Could you repeat, word for word, every line from the one containing "For the benchmark, mark each instance of the scattered" through the final line of the records below, and nothing else?

>>>>>

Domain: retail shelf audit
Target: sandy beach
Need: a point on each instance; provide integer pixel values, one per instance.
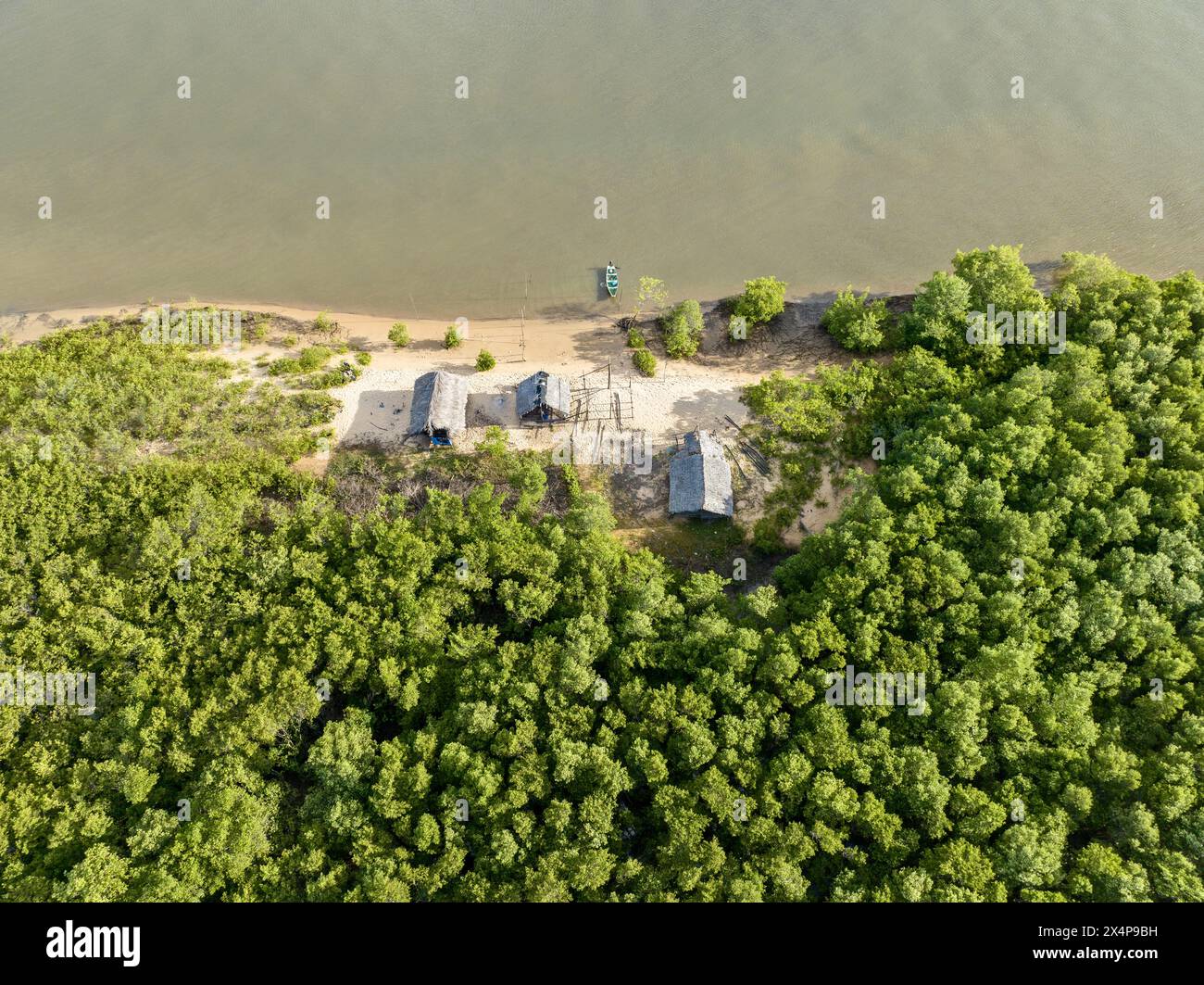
(590, 352)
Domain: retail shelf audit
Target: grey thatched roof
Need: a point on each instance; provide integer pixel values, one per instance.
(701, 478)
(542, 389)
(440, 402)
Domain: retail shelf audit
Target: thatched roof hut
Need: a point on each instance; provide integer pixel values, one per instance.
(438, 407)
(701, 479)
(543, 398)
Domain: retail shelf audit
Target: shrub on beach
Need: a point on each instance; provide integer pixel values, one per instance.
(645, 361)
(398, 335)
(763, 298)
(306, 361)
(683, 330)
(324, 325)
(856, 322)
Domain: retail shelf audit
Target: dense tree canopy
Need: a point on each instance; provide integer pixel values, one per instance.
(449, 696)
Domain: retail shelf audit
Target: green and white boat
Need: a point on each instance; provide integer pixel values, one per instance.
(612, 278)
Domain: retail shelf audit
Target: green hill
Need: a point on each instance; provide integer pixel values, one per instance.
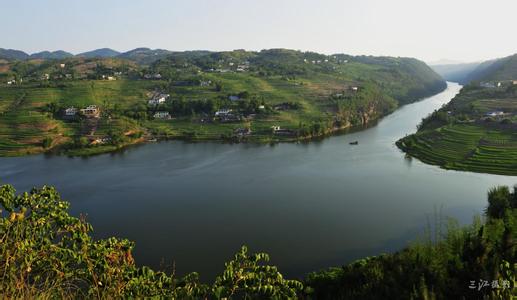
(455, 72)
(60, 54)
(99, 53)
(474, 132)
(492, 70)
(11, 54)
(236, 96)
(47, 253)
(144, 55)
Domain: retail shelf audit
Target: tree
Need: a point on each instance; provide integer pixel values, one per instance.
(498, 202)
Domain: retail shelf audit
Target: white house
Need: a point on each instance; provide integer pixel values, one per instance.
(159, 99)
(71, 111)
(223, 112)
(496, 113)
(487, 85)
(91, 111)
(164, 115)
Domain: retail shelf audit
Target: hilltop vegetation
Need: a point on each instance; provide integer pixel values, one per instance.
(476, 131)
(46, 253)
(268, 96)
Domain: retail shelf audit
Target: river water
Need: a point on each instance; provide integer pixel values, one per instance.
(309, 206)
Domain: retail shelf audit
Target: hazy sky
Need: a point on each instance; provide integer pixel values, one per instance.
(463, 30)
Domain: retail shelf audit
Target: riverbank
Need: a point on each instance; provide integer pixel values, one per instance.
(475, 132)
(257, 132)
(276, 95)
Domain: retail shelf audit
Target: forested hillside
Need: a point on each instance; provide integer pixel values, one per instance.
(236, 96)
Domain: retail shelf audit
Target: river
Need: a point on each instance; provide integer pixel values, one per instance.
(310, 206)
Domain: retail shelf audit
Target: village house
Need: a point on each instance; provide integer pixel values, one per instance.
(488, 85)
(222, 112)
(493, 114)
(279, 131)
(162, 115)
(91, 111)
(153, 76)
(205, 83)
(225, 115)
(242, 132)
(70, 112)
(158, 99)
(100, 141)
(107, 77)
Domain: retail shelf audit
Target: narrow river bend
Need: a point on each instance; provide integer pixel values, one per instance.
(309, 206)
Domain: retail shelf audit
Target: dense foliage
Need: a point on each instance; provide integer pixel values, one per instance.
(47, 253)
(476, 262)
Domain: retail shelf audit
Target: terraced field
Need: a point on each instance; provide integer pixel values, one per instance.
(476, 145)
(293, 90)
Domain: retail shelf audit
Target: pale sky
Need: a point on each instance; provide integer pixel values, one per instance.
(431, 30)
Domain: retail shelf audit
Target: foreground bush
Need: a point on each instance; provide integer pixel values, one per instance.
(476, 262)
(47, 253)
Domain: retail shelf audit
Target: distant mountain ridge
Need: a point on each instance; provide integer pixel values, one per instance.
(491, 70)
(59, 54)
(139, 55)
(102, 52)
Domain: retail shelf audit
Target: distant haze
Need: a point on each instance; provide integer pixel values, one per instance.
(460, 30)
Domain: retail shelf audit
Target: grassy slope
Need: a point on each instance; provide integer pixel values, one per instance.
(24, 124)
(463, 140)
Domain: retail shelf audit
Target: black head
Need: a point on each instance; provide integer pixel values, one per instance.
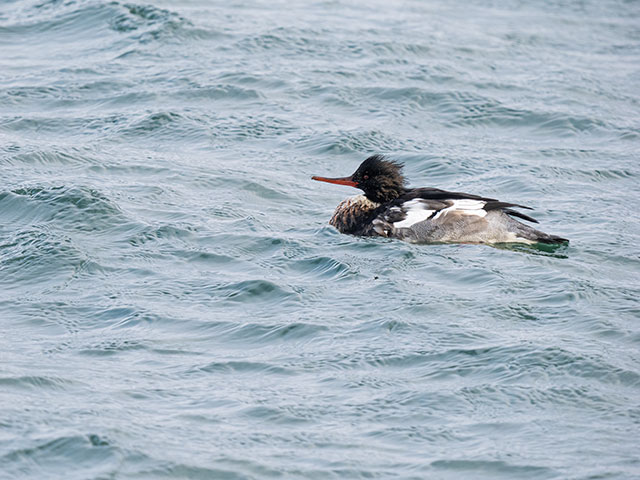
(379, 178)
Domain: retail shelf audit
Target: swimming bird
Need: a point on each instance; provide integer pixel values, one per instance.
(426, 215)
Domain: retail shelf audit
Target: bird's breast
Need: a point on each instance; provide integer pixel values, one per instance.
(354, 215)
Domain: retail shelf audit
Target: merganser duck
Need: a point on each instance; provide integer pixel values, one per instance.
(426, 215)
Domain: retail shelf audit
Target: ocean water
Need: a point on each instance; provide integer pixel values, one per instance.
(174, 305)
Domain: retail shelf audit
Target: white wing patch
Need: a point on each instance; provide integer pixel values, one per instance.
(416, 212)
(464, 206)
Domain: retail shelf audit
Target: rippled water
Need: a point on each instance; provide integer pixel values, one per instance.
(173, 303)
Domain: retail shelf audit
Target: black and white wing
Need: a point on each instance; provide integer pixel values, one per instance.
(431, 213)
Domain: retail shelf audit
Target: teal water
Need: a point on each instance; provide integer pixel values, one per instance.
(174, 305)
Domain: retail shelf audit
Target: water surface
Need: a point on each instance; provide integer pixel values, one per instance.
(174, 305)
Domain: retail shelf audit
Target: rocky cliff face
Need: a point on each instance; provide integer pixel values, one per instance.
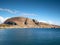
(28, 23)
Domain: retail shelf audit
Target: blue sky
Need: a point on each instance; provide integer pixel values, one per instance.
(42, 10)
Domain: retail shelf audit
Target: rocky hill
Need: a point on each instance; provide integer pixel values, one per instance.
(22, 22)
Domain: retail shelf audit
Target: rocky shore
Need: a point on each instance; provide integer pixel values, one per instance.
(22, 22)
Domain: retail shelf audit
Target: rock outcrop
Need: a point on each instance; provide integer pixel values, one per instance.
(28, 23)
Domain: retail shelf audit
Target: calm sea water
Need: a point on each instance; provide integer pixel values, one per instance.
(34, 36)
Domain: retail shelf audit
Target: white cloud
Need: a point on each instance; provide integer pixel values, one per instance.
(27, 14)
(8, 10)
(2, 19)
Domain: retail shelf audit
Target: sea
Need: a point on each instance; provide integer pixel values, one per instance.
(30, 36)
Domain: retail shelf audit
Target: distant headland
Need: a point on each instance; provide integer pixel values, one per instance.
(22, 22)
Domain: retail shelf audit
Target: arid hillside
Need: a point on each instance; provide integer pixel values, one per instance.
(22, 22)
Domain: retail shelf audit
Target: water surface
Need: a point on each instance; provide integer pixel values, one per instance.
(31, 36)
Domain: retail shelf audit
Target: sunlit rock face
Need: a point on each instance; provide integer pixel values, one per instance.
(22, 22)
(28, 23)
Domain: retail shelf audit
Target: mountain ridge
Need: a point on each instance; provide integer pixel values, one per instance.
(23, 22)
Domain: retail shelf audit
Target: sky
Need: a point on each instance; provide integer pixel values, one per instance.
(42, 10)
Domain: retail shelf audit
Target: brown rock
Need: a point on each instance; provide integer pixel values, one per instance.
(28, 23)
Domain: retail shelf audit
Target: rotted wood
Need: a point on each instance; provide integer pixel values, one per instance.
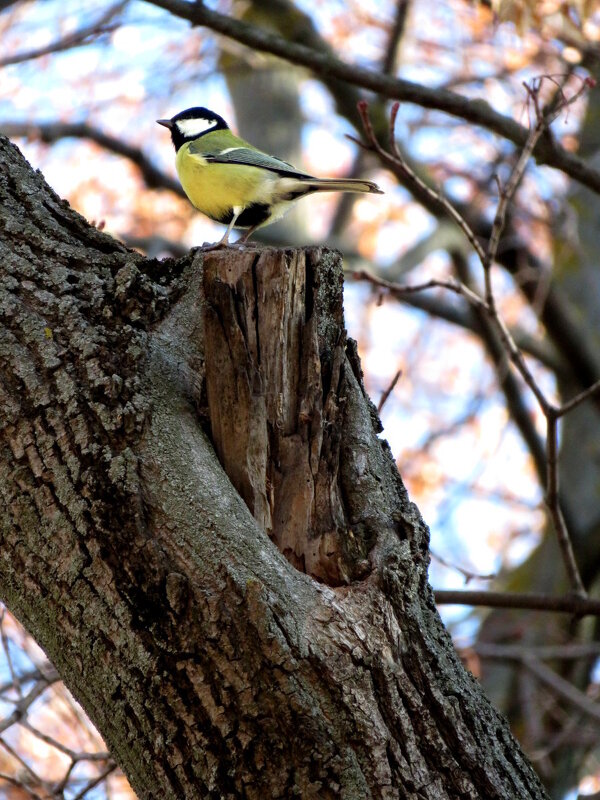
(275, 356)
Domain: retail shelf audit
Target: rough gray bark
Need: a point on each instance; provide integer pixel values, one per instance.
(210, 664)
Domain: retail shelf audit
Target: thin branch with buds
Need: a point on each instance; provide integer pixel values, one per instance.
(487, 303)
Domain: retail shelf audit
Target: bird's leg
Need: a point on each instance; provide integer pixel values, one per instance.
(248, 234)
(224, 241)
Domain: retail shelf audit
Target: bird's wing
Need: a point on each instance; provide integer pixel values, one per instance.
(251, 158)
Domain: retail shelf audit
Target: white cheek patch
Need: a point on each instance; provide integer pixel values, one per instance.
(194, 127)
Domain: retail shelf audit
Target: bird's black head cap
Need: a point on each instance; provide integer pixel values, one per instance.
(191, 124)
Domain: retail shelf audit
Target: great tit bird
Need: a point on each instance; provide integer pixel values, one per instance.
(233, 182)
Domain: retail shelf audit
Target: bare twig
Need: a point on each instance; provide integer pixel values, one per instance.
(568, 604)
(545, 652)
(577, 400)
(487, 303)
(468, 574)
(53, 131)
(388, 391)
(75, 39)
(563, 688)
(323, 62)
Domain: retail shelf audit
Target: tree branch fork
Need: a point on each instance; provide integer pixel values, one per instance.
(208, 661)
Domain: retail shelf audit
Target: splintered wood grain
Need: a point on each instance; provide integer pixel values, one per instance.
(273, 376)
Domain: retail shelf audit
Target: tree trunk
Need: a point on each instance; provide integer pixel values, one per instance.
(211, 664)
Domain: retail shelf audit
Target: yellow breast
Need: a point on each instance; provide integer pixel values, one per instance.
(215, 189)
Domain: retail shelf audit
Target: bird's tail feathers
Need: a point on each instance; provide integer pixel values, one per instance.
(340, 185)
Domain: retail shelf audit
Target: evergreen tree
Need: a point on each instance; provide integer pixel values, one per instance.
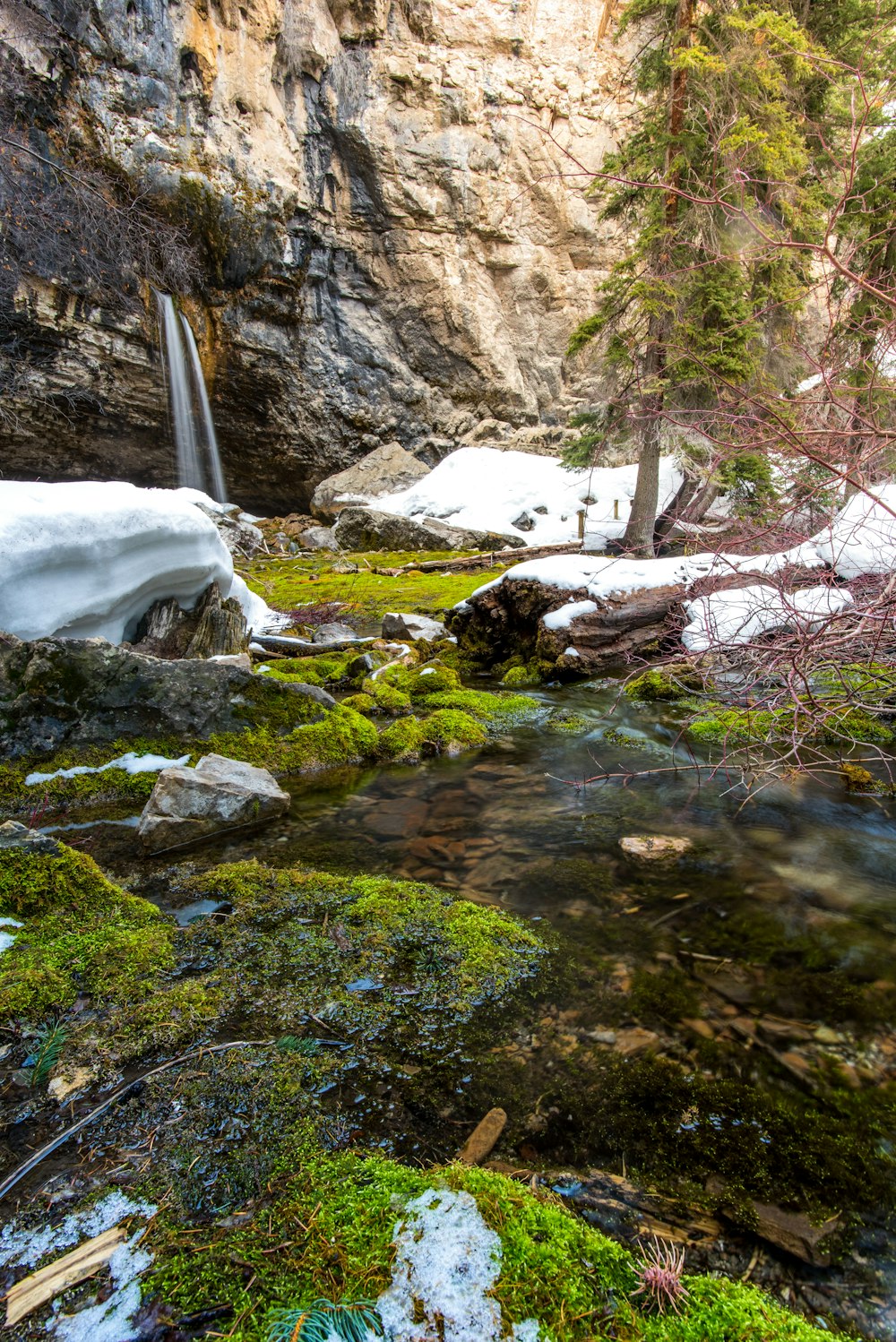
(719, 161)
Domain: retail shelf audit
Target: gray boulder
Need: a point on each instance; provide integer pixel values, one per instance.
(405, 625)
(318, 538)
(188, 805)
(365, 529)
(59, 693)
(383, 471)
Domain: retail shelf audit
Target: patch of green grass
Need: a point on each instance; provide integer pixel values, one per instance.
(555, 1269)
(80, 934)
(302, 580)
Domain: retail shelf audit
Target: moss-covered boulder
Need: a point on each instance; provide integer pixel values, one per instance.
(426, 1247)
(74, 933)
(58, 694)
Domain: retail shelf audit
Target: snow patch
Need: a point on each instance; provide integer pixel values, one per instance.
(88, 558)
(726, 619)
(5, 937)
(564, 617)
(130, 762)
(861, 538)
(487, 490)
(447, 1259)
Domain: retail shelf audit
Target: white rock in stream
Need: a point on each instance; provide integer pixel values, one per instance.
(218, 795)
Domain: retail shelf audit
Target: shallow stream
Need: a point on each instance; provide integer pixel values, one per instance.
(725, 1016)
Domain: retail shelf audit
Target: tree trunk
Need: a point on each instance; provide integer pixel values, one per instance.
(639, 533)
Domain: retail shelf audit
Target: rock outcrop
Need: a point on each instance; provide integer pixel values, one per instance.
(381, 471)
(188, 805)
(61, 693)
(392, 242)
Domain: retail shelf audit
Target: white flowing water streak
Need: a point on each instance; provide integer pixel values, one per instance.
(216, 474)
(199, 463)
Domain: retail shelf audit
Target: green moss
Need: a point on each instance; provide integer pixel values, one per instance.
(401, 740)
(301, 580)
(664, 684)
(326, 670)
(386, 697)
(521, 676)
(495, 710)
(555, 1269)
(81, 934)
(361, 703)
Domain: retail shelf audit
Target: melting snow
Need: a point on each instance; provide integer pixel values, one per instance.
(447, 1260)
(89, 558)
(130, 762)
(488, 490)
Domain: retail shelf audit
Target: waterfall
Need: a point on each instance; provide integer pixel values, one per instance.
(199, 463)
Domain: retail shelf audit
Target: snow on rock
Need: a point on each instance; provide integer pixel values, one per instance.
(130, 762)
(7, 937)
(531, 497)
(863, 536)
(110, 1320)
(447, 1259)
(89, 558)
(726, 619)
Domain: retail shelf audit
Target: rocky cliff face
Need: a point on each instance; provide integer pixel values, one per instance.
(396, 240)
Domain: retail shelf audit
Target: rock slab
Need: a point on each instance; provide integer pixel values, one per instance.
(188, 805)
(383, 471)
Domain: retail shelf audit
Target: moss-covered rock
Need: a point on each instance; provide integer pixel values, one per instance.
(407, 972)
(496, 711)
(549, 1266)
(80, 934)
(667, 684)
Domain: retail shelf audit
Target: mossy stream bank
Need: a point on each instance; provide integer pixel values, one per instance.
(440, 925)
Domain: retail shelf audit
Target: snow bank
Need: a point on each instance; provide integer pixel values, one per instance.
(110, 1320)
(726, 619)
(88, 560)
(447, 1259)
(863, 536)
(487, 490)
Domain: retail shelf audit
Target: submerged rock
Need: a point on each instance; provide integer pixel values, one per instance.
(407, 625)
(188, 805)
(366, 529)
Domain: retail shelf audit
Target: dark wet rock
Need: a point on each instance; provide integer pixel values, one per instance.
(366, 529)
(318, 538)
(188, 805)
(334, 632)
(383, 471)
(64, 693)
(404, 625)
(215, 627)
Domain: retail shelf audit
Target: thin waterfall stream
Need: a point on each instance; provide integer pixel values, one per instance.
(199, 463)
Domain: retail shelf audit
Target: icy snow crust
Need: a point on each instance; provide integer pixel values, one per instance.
(447, 1260)
(728, 619)
(112, 1320)
(89, 558)
(487, 490)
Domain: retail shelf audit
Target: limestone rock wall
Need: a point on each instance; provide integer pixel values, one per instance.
(418, 245)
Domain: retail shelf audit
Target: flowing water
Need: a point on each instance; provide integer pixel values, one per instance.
(199, 463)
(726, 1016)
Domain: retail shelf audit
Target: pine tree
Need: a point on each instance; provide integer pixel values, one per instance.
(720, 159)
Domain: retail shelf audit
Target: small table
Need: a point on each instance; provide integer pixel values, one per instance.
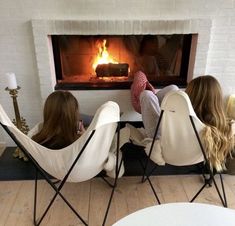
(180, 214)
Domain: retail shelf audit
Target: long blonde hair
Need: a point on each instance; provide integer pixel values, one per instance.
(60, 121)
(206, 96)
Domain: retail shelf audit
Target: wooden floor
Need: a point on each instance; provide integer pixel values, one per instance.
(90, 199)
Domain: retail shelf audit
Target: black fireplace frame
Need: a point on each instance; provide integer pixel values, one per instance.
(186, 70)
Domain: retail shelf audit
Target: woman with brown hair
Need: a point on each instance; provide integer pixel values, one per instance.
(60, 121)
(218, 136)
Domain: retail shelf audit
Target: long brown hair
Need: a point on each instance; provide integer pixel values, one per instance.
(60, 121)
(206, 96)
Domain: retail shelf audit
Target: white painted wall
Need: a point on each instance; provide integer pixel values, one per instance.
(17, 50)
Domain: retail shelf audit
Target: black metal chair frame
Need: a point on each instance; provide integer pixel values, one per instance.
(207, 181)
(58, 188)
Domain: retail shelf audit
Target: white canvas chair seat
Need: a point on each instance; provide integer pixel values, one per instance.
(58, 162)
(179, 143)
(88, 154)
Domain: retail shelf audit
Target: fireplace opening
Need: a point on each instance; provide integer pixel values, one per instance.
(110, 61)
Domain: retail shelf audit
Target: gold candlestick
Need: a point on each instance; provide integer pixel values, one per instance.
(19, 121)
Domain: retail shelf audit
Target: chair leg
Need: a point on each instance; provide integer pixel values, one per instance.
(146, 177)
(57, 192)
(35, 197)
(208, 182)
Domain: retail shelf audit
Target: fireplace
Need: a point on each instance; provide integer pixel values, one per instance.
(110, 61)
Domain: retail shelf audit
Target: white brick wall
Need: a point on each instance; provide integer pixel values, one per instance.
(17, 52)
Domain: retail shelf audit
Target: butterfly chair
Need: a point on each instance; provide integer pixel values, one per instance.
(179, 143)
(80, 161)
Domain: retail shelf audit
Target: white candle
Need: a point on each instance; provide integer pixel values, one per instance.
(11, 80)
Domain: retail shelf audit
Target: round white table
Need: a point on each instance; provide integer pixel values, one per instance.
(180, 214)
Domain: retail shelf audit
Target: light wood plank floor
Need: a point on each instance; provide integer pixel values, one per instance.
(90, 199)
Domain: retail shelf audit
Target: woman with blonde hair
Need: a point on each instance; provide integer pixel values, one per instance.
(218, 136)
(60, 121)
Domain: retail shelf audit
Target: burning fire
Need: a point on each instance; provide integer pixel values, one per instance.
(103, 55)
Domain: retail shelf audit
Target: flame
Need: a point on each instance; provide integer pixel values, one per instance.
(103, 55)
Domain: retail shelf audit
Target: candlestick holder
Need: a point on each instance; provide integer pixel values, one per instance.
(19, 121)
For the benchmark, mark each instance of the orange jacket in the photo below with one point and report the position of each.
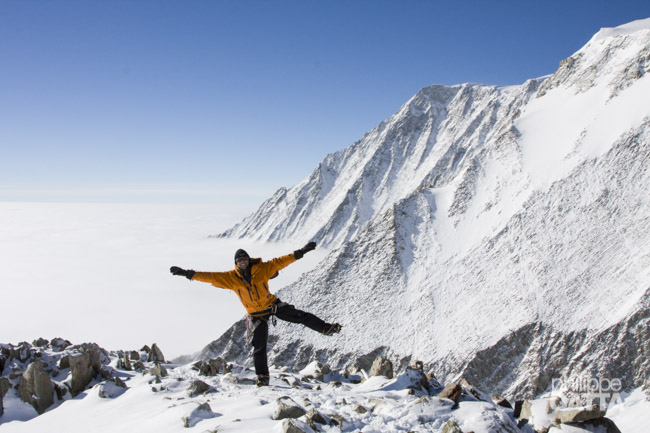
(255, 296)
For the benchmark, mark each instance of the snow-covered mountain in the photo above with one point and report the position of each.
(498, 233)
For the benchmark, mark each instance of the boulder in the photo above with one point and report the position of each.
(125, 362)
(296, 426)
(5, 386)
(158, 370)
(41, 342)
(84, 367)
(203, 411)
(452, 391)
(285, 407)
(382, 367)
(59, 344)
(36, 387)
(577, 414)
(197, 387)
(501, 401)
(22, 352)
(451, 427)
(314, 417)
(210, 368)
(155, 354)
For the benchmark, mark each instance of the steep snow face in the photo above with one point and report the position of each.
(497, 233)
(431, 139)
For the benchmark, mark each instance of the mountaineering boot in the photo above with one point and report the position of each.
(263, 380)
(331, 329)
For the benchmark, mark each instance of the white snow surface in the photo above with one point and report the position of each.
(478, 214)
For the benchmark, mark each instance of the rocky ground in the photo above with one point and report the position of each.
(46, 384)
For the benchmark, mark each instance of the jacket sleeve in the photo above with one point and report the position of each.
(278, 263)
(217, 279)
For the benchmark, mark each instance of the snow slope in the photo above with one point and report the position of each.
(496, 233)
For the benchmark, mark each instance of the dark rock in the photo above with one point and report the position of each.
(452, 391)
(64, 362)
(41, 342)
(156, 355)
(36, 387)
(295, 426)
(5, 386)
(579, 414)
(285, 407)
(197, 387)
(84, 367)
(159, 371)
(314, 417)
(203, 411)
(382, 367)
(59, 344)
(501, 401)
(451, 427)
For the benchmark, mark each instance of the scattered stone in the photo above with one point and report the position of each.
(59, 344)
(479, 395)
(158, 370)
(451, 427)
(110, 389)
(519, 404)
(84, 367)
(414, 379)
(231, 379)
(60, 391)
(382, 367)
(64, 362)
(36, 387)
(501, 401)
(452, 391)
(203, 411)
(578, 414)
(210, 368)
(22, 352)
(600, 425)
(296, 426)
(286, 407)
(155, 355)
(433, 381)
(197, 387)
(41, 342)
(314, 417)
(125, 362)
(359, 409)
(337, 420)
(5, 386)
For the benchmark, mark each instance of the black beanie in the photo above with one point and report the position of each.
(241, 253)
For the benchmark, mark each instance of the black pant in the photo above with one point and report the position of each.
(284, 312)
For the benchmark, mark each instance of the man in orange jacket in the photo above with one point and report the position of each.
(250, 281)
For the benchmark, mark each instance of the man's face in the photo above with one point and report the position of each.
(242, 263)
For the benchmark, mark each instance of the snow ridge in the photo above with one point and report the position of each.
(494, 232)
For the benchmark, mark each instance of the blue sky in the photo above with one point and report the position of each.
(215, 101)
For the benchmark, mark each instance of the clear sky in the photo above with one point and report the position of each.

<<<<<

Exercise solution.
For the benchmark, mark each instance of the scattered stone in the photo above with one point and report the position of each.
(59, 344)
(479, 395)
(158, 370)
(451, 427)
(110, 389)
(519, 404)
(84, 367)
(414, 379)
(231, 379)
(60, 391)
(382, 367)
(64, 362)
(36, 387)
(501, 401)
(452, 391)
(203, 411)
(578, 414)
(210, 368)
(22, 352)
(600, 425)
(296, 426)
(286, 407)
(155, 355)
(433, 381)
(197, 387)
(41, 342)
(314, 417)
(125, 362)
(359, 409)
(337, 420)
(5, 386)
For the benchmark, mark each instance of the black beanie in the photo above with one point and report the position of each.
(241, 253)
For the benchmark, mark each instance of the black pant in the photo above with one point and report the position of each.
(284, 312)
For the benchmark, mark each instance of the man in orange jacket in the photo above with one point and report the position of each.
(250, 281)
For the benchmark, mark each instance of the man's face in the photo above with one point and report the position of each.
(242, 263)
For the benchmark, mark each instance of the snow ridge in the photo above with one point and report the position of each.
(494, 232)
For the benchmark, mark each instance of the blue sky in the photo above with one point and report the position of each.
(215, 101)
For the benchmark, mark each instance of the clear sky in the photo above with one point and report the position of each.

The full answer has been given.